[Consigne] Poursuivez, s'il vous plaît, le texte sur la polémique autour de la fermeture de Fessenheim à partir de l'endroit où il s'arrête.

Comment la polémique a-t-elle enflé ? La plupart des observateurs ont interprété cette déclaration comme une annonce de report de la fermeture de Fessenheim. Celle-ci, selon une promesse de campagne de François Hollande répétée en mars dernier, est prévue d'ici la fin du quinquennat, c'est-à-dire 2017. Or, l'ouverture de l'EPR de Flamanville est prévue, elle, pour fin 2018. Une fois la phrase relayée dans les médias, les écologistes n'ont d'ailleurs pas tardé à dégainer. "Ségolène Royal a trahi la promesse présidentielle en annonçant ça tout de go. Je suis consternée", a ainsi réagi Emmanuelle Cosse, la patronne d'Europe-Ecologie-Les Verts, au micro d'Europe 1. "Un président de la République qui ne tient pas sa promesse ne doit pas s'étonner que les écologistes ne le suivent plus", a-t-elle renchéri. "Désolé mais dire qu'on attend l'ouverture du désastreux EPR pour fermer Fessenheim, c'est prendre les écolos pour des cons", a ajouté dans un tweet Jean-Luc Bennahmias.
Même la ministre allemande de l'Environnement s'est dite "très déçue" et a rappelé mardi s'être adressée "à plusieurs reprises à (s)a collègue française, pour plaider pour un arrêt le plus rapide possible de cette vieille centrale".
Comment a réagi Hollande (Et Royal ?) ? Très vite, "l'affaire" a mis l'Elysée en fusion. Les équipes de François Hollande ont été prises d'assaut par les journalistes. Vers 19h, une "source gouvernementale" citée par l'AFP a mis fin au "couac" : la fermeture de Fessenheim "d'ici à la fin" du quinquennat "reste l'objectif". Selon nos informations, François Hollande a lui-même téléphoné à Ségolène Royal pour lui demander de corriger le tir. Ce qu'a tenté de faire la ministre dans un tweet flou, publié vers 18h : "la fermeture de Fessenheim n'est pas reportée, elle doit être organisée dans le cadre de la nouvelle loi. Il n'y a aucun sujet de polémique".

[Liste des enregistrements]
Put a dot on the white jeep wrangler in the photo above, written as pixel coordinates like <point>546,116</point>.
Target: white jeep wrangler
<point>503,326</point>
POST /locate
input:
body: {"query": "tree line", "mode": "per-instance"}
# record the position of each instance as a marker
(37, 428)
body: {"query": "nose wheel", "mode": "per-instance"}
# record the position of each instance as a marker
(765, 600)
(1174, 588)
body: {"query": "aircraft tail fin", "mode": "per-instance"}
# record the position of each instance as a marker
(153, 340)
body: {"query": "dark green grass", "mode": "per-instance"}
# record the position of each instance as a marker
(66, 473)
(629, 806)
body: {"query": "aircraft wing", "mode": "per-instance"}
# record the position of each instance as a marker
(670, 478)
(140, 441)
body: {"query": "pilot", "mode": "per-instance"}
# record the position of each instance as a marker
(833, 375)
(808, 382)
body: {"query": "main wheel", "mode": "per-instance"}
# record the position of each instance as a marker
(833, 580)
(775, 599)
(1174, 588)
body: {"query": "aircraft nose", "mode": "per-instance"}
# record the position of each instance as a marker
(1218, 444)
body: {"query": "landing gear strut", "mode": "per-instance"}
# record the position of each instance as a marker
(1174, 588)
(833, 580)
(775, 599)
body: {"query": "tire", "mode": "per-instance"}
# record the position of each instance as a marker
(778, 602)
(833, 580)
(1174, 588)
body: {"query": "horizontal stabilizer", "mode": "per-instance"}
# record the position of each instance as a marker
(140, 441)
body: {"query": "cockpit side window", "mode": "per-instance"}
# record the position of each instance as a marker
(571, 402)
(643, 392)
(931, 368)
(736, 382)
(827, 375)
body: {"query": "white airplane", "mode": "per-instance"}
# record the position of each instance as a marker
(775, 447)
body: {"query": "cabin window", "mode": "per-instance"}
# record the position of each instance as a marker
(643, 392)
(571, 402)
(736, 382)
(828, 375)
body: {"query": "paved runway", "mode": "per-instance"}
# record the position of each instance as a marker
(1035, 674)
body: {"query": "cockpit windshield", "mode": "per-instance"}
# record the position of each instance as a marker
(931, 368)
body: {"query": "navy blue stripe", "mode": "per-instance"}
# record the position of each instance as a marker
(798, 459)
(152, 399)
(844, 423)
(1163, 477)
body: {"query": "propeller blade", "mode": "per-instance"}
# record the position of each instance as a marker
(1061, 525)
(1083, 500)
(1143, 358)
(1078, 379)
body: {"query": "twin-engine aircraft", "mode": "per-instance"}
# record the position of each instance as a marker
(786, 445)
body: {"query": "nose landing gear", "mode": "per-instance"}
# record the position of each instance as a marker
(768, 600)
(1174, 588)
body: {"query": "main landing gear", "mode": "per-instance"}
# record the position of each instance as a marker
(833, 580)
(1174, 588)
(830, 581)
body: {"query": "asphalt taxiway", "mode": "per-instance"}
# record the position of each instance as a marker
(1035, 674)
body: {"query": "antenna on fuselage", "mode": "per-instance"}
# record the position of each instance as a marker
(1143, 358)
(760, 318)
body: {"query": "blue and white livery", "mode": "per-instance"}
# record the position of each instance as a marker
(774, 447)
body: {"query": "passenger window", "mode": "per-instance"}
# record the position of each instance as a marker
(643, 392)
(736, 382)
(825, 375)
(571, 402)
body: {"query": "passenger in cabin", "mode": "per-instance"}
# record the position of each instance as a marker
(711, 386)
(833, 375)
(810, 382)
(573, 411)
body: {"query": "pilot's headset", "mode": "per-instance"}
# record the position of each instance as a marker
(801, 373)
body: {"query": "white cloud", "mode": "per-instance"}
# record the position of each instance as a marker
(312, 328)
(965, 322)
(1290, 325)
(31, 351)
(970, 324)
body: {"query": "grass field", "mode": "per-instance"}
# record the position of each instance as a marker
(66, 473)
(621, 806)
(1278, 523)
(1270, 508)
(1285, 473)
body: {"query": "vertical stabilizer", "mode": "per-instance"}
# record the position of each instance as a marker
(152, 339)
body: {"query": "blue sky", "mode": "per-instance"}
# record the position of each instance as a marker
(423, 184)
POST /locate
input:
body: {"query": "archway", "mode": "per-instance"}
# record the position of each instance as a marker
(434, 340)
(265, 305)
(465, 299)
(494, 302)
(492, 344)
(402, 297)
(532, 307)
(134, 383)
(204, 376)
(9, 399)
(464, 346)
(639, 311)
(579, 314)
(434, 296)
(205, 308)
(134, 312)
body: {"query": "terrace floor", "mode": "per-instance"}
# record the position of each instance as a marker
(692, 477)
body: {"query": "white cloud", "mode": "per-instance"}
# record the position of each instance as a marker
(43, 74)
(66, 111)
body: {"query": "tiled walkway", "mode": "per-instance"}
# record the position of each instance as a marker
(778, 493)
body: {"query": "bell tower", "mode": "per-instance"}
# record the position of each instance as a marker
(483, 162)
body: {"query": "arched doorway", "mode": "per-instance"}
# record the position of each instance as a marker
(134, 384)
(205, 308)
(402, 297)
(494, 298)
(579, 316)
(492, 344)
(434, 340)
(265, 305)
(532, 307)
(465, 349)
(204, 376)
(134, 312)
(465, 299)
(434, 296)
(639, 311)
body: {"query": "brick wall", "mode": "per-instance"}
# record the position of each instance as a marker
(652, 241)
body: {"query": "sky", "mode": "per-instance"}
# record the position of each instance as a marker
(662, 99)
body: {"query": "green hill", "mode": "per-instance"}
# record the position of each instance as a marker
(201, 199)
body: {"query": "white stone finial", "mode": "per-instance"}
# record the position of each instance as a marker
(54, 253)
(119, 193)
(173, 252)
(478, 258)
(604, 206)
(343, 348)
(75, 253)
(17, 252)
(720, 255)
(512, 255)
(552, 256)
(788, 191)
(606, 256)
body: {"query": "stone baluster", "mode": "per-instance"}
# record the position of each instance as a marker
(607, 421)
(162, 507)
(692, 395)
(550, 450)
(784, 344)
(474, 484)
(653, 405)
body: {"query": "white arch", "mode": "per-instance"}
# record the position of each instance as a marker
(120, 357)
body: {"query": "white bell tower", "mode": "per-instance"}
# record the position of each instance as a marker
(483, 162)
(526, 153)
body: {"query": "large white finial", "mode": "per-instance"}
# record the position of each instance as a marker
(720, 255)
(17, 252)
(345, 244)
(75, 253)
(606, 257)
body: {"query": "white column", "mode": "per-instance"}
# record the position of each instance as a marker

[Résultat]
Au final, y a-t-il un "sujet de polémique" ? Ségolène Royal "n'a pas parlé de 2018 pour la fermeture de Fessenheim", a assuré la source citée par l'AFP. En effet, la ministre n'a jamais cité de date à proprement parler. Elle s'est contentée d'évoquer une mesure de la loi sur la Transition énergétique : la France ne doit pas dépasser un certain plafond de production d'électricité nucléaire (60 GW). Ce plafond implique que si une nouvelle centrale ouvre, une autre doit fermer. Mais celle qui doit fermer peut être fermée AVANT l'ouverture de la nouvelle. En d'autres termes, selon la loi, lorsque Flamanville ouvrira, fin 2018, Fessenheim devra fermer… ou déjà être fermée.
Il n'empêche : la formulation de la ministre était bel et bien floue, et pouvait laisser croire à un report. Pour éviter toute ambiguïté, elle n'aurait pas dû dire "quand Flamanville ouvrira, Fessenheim devra fermer" mais "Quand Flamanville ouvrira, Fessenheim devra ÊTRE fermée".
Fermer Fessenheim en 2017, est-ce réalisable ? Pour l'heure, la fermeture de Fessenheim d'ici à l'élection présidentielle, qui aura lieu au printemps 2017, reste encore possible. Mais le gouvernement ne doit pas perdre de temps, car cela ne se fait pas d'un claquement de doigt. Selon une source proche du dossier contactée par Europe 1, rien que pour le volet administratif, il y en a pour au moins un an et demi de démarches.